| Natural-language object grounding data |
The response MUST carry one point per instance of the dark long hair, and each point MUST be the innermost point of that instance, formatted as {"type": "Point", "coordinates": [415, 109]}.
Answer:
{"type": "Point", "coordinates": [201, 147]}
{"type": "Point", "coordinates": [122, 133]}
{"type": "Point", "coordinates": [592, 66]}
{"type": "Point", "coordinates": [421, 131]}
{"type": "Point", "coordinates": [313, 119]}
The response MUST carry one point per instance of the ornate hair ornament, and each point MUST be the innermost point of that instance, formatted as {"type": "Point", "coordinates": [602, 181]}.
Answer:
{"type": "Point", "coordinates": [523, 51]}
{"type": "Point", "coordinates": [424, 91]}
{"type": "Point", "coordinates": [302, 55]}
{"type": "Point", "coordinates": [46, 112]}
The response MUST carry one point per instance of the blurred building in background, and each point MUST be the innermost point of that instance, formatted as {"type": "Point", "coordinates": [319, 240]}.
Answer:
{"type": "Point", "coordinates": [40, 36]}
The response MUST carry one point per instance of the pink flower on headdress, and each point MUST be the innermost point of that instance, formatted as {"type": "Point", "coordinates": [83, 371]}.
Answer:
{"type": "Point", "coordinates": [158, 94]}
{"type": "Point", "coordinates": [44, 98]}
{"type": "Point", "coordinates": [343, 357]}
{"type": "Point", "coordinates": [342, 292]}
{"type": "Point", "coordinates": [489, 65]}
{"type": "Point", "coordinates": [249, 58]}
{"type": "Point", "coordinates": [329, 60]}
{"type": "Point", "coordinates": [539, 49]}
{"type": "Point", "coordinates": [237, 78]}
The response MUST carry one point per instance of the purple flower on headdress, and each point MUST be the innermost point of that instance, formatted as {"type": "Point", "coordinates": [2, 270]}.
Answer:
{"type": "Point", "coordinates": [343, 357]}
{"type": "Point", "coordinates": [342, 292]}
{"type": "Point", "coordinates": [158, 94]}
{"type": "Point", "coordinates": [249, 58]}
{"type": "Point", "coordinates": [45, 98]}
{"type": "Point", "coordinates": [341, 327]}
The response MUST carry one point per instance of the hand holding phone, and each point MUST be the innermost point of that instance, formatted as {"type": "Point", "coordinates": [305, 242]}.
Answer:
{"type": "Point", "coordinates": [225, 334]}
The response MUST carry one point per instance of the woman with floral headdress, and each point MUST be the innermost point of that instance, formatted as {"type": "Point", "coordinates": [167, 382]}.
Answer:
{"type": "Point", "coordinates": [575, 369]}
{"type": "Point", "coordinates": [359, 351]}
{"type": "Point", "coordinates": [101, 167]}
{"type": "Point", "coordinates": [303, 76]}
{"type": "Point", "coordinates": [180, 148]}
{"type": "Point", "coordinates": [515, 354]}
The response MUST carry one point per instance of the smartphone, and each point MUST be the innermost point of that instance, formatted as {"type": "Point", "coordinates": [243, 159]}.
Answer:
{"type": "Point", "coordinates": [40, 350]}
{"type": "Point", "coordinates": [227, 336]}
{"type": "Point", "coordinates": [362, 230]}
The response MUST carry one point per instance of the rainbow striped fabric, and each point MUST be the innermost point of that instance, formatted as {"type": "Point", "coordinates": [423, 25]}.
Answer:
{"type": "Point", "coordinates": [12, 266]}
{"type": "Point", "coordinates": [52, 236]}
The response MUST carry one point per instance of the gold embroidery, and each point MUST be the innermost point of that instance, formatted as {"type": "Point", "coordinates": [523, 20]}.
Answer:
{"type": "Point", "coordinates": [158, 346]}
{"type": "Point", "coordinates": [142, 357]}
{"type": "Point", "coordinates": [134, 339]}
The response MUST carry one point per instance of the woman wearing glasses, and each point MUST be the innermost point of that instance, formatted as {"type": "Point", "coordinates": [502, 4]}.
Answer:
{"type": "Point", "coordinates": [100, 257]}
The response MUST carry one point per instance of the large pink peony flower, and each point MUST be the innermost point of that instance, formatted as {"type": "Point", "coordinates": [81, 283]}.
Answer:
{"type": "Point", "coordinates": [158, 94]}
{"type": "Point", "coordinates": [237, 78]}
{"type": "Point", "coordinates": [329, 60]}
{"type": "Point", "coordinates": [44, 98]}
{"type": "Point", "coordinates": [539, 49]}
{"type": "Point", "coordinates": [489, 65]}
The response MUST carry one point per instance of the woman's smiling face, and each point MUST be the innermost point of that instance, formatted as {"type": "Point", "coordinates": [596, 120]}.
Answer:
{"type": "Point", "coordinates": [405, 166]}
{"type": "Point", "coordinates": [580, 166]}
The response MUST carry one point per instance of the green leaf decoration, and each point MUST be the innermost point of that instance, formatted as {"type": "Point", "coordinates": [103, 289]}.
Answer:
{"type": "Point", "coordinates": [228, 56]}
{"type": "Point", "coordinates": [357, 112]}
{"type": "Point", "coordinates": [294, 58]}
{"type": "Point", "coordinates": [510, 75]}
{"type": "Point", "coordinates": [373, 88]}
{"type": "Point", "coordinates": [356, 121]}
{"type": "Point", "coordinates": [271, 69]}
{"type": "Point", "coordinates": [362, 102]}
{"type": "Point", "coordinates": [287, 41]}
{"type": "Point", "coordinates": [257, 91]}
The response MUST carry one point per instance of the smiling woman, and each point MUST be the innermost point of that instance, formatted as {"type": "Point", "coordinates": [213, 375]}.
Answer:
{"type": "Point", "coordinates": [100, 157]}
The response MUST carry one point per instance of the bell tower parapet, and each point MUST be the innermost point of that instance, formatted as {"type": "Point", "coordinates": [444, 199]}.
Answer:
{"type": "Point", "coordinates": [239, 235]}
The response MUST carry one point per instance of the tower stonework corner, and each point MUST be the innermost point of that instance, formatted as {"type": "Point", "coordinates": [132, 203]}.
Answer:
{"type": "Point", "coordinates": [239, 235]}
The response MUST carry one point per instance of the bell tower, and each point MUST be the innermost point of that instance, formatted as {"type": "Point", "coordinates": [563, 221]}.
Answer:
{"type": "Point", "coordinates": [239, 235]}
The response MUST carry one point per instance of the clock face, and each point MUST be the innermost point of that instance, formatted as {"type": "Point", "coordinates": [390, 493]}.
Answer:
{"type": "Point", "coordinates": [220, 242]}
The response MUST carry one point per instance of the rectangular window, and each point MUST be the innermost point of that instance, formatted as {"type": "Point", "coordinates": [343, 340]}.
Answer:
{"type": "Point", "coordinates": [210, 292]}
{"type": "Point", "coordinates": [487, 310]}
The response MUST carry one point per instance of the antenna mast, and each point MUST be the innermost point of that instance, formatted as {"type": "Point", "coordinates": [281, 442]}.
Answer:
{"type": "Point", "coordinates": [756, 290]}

| Work item |
If a line in the records above has the word "smiling", copy it out.

| Solution below |
The response MUST carry one point per instance of the woman's smiling face, and each point MUST be the innermost point of that instance, formatted as {"type": "Point", "coordinates": [596, 120]}.
The response MUST carry one point per instance of the smiling woman, and each point MUST be the innermost point of that instance, formatted as {"type": "Point", "coordinates": [213, 375]}.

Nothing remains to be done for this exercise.